* Quoted text
Start
When to Use Dedicated Tables

Choose dedicated tables when:

Need referential integrity (foreign keys)
Require complex queries or joins
Have ongoing state management
Need efficient updates to specific fields
Data lives beyond single execution

Benefits:

Full relational capabilities
Better query performance
Data integrity guarantees
Supports complex workflows

Design Trade-offs

Array Types

We use PostgreSQL arrays for:

tags TEXT[] in journal_entries
authors TEXT[] in document_metadata

Rationale:

Avoids join complexity for read-heavy operations
PostgreSQL GIN indexes provide efficient array queries
These arrays are bounded (few tags per entry, few authors per document)
Simplifies the domain model

Future normalization could be added if:

Need for author deduplication across documents
Complex tag hierarchies or synonyms
Cross-journal tag analytics

JSONB Usage

Extensive use of JSONB for:

Flexible metadata storage
Process-specific data
Evolution without migration

Trade-offs accepted:

Less strict schema validation
Potential for data inconsistency
Compensated by application-level validation

Indexes and Performance

Vector Search Indexes

The system employs a single HNSW (Hierarchical Navigable Small World) index that serves all users through orthogonal transformation isolation. This approach eliminates the need for multiple indexes or complex query-time filtering while maintaining complete sovereignty boundaries.
End
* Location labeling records
Start
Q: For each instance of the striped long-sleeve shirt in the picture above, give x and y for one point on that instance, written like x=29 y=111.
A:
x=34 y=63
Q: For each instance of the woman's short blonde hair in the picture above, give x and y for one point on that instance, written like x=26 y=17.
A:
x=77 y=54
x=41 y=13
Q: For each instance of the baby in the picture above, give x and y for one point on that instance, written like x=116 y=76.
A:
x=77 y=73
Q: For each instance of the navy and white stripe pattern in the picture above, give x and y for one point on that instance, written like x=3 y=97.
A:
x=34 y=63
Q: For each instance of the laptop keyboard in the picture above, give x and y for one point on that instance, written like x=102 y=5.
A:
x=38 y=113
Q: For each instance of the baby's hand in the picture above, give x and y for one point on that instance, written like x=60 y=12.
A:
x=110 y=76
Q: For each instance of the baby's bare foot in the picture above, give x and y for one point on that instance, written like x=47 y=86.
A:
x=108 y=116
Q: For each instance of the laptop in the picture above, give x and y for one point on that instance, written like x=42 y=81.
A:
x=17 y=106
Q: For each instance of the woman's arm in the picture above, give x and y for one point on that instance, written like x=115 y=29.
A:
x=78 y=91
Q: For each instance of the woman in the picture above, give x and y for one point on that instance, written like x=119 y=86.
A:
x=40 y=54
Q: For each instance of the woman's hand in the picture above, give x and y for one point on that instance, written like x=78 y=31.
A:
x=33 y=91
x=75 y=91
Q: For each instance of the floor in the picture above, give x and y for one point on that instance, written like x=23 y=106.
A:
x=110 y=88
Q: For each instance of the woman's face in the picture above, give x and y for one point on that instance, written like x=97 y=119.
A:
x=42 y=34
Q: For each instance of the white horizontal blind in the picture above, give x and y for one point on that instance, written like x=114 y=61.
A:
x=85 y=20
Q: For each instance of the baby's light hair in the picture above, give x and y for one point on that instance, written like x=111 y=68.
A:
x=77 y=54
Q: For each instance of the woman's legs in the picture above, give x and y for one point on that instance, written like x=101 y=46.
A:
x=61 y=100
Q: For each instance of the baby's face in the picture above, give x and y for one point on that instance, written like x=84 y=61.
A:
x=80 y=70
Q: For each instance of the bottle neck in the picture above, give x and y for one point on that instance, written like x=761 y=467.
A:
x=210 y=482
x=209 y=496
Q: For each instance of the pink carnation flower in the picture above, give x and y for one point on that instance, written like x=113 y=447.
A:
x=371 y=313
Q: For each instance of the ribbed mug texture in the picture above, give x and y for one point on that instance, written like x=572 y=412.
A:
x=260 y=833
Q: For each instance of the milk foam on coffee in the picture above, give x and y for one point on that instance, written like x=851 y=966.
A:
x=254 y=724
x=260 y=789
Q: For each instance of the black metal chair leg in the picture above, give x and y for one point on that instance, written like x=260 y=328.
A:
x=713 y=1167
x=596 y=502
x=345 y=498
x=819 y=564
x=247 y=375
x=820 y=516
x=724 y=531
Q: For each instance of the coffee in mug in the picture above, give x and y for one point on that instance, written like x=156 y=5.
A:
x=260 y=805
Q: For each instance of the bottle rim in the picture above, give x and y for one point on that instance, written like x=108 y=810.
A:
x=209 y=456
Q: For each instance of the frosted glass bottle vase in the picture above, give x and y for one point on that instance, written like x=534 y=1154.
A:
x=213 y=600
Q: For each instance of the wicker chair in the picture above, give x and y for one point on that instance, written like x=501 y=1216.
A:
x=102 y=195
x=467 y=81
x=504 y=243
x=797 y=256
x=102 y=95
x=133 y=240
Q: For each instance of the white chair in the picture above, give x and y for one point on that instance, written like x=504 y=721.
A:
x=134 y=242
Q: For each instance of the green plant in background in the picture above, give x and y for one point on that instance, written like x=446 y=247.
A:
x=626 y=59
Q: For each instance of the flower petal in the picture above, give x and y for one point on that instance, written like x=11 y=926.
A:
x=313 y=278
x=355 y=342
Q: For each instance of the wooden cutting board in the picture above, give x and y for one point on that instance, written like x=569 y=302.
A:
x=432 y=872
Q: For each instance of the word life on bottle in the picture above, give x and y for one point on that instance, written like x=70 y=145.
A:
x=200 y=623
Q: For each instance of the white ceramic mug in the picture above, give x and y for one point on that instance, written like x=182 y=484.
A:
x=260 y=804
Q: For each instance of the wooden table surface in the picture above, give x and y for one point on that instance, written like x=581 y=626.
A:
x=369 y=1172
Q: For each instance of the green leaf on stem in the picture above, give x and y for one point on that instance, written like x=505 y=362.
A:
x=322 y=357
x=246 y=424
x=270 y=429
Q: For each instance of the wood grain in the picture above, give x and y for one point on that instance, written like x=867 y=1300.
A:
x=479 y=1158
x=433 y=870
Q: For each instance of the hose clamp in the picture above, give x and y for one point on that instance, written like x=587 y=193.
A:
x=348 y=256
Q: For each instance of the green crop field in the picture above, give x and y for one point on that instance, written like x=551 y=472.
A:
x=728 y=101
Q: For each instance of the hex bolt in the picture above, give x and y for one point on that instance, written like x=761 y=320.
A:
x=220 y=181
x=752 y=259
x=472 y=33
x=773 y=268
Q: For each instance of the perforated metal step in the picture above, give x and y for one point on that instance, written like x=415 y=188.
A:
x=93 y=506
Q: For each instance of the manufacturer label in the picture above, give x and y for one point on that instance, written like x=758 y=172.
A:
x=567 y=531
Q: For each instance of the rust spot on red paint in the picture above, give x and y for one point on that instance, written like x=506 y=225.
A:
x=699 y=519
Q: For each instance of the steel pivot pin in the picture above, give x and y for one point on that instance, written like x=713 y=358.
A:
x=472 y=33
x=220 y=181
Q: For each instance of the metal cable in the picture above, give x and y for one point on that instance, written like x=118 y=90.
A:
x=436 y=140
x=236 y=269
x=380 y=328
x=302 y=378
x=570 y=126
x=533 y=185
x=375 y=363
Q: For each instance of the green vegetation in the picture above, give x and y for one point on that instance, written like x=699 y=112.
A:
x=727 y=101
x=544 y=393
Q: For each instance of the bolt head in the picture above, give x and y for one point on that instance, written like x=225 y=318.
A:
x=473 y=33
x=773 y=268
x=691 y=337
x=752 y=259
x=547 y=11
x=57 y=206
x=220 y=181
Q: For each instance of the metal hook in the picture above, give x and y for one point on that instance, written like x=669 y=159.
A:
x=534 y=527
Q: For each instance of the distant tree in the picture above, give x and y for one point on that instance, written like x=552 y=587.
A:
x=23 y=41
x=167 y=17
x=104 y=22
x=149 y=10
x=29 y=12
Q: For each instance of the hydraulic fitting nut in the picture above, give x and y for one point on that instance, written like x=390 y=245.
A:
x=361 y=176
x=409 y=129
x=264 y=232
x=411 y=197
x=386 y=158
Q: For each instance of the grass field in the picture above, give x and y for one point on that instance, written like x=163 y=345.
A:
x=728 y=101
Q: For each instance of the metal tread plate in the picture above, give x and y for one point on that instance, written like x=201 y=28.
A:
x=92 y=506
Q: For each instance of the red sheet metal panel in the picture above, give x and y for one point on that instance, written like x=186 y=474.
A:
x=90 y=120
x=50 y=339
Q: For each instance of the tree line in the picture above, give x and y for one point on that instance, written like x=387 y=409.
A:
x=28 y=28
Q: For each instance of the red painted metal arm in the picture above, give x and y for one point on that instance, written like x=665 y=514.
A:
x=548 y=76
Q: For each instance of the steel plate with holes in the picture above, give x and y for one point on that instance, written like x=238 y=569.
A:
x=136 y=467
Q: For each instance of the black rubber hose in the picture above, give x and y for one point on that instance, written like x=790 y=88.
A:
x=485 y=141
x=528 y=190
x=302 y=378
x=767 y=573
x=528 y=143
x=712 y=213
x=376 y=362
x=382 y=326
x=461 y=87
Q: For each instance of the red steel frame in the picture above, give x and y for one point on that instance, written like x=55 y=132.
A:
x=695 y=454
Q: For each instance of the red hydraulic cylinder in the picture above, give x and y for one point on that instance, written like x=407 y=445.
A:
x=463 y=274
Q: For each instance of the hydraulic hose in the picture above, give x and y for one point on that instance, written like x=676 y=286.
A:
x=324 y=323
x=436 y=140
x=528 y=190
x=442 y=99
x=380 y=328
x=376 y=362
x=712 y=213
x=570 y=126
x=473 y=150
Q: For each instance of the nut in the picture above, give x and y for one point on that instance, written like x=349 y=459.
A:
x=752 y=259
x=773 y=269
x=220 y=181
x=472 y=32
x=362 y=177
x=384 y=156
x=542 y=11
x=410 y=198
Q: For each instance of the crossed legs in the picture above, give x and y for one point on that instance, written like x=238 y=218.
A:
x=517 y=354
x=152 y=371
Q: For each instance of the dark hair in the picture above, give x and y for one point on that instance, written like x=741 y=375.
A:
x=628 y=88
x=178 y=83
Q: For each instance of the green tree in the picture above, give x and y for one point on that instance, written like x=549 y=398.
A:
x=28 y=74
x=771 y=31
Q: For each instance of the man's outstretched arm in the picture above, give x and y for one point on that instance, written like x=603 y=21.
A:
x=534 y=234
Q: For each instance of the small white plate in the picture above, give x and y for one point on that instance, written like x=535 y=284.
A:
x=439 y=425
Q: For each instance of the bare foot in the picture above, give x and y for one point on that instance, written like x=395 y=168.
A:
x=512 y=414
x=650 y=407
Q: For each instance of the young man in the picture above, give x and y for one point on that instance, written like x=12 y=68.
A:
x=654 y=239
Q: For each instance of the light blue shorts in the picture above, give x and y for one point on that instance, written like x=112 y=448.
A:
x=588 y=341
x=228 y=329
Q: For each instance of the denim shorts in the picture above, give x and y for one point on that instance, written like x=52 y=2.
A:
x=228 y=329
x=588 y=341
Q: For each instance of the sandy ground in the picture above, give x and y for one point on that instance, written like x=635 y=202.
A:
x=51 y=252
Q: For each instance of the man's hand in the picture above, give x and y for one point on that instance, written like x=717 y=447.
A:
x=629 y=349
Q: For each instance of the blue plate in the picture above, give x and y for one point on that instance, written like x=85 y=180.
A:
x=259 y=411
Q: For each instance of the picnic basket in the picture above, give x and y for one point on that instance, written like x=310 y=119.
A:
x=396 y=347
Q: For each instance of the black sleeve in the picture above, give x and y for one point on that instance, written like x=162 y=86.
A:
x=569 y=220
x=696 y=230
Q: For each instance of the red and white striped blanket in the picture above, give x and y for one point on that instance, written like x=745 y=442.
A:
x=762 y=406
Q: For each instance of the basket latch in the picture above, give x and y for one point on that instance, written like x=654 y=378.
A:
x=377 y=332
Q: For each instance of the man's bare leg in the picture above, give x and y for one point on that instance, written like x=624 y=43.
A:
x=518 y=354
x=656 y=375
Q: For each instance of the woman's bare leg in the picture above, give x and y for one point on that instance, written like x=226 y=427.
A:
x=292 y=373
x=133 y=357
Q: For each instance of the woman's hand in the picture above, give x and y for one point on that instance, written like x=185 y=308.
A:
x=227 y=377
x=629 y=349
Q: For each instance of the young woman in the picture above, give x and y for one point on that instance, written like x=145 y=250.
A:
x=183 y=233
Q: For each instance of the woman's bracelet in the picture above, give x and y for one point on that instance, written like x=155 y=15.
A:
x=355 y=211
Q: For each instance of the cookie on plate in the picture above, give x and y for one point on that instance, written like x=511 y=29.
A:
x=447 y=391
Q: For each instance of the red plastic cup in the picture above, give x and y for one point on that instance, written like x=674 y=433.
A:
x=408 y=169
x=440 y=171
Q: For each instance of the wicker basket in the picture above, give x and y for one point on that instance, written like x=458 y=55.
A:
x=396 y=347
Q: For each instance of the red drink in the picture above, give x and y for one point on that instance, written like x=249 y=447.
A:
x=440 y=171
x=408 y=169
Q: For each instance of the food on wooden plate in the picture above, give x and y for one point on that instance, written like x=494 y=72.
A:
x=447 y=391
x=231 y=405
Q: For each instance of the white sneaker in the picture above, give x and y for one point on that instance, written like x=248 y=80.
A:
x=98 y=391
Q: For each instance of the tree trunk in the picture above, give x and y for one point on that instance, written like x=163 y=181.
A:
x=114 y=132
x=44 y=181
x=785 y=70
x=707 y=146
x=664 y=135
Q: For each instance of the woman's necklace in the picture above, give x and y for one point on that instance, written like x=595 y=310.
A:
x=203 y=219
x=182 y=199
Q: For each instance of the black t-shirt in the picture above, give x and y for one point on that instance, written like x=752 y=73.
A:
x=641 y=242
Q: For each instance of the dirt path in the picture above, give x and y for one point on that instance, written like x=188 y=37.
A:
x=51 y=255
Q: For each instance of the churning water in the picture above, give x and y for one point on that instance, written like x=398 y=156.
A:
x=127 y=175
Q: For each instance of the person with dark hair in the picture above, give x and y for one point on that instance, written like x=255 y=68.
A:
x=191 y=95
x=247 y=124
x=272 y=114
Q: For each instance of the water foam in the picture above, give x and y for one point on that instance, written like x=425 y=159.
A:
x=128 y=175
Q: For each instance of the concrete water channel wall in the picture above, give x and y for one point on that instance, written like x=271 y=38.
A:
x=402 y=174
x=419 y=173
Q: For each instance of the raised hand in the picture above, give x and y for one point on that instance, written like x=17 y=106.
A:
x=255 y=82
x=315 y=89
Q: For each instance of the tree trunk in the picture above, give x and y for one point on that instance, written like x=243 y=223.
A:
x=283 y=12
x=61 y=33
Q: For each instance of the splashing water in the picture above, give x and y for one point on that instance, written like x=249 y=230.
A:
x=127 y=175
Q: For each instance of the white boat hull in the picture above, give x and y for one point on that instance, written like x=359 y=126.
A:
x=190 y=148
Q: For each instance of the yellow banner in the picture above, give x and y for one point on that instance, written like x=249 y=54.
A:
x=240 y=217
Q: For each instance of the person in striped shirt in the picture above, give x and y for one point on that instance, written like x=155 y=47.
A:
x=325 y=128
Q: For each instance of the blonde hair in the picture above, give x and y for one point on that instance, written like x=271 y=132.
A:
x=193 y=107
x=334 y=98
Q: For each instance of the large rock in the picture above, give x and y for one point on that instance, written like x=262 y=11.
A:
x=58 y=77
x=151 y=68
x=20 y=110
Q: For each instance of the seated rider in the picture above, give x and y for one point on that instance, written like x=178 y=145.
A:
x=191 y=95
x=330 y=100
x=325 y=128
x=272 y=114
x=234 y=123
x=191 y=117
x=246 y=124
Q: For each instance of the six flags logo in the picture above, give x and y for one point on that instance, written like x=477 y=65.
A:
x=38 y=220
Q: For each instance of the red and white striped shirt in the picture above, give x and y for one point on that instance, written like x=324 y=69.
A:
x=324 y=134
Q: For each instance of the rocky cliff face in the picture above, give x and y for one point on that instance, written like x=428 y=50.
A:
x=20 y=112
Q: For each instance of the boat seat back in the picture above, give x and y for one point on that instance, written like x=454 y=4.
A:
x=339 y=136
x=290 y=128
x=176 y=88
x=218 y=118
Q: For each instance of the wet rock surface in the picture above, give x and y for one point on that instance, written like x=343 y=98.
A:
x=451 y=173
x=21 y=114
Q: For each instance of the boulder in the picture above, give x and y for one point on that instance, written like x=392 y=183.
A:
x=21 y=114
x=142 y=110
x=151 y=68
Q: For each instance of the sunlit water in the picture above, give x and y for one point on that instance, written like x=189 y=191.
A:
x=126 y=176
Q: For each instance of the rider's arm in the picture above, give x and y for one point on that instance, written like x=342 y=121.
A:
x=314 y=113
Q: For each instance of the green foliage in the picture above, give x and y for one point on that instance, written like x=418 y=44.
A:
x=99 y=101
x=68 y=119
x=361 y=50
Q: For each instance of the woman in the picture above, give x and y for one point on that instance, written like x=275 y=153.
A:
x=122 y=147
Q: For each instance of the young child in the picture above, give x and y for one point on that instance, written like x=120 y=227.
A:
End
* Work to do
**A)** Reproduce the part of the database design notes starting with "Array Types" and going on through "authors per document)".
**B)** According to the database design notes, which PostgreSQL indexes provide efficient array queries?

* In response
**A)**
Array Types

We use PostgreSQL arrays for:

tags TEXT[] in journal_entries
authors TEXT[] in document_metadata

Rationale:

Avoids join complexity for read-heavy operations
PostgreSQL GIN indexes provide efficient array queries
These arrays are bounded (few tags per entry, few authors per document)

**B)** GIN indexes.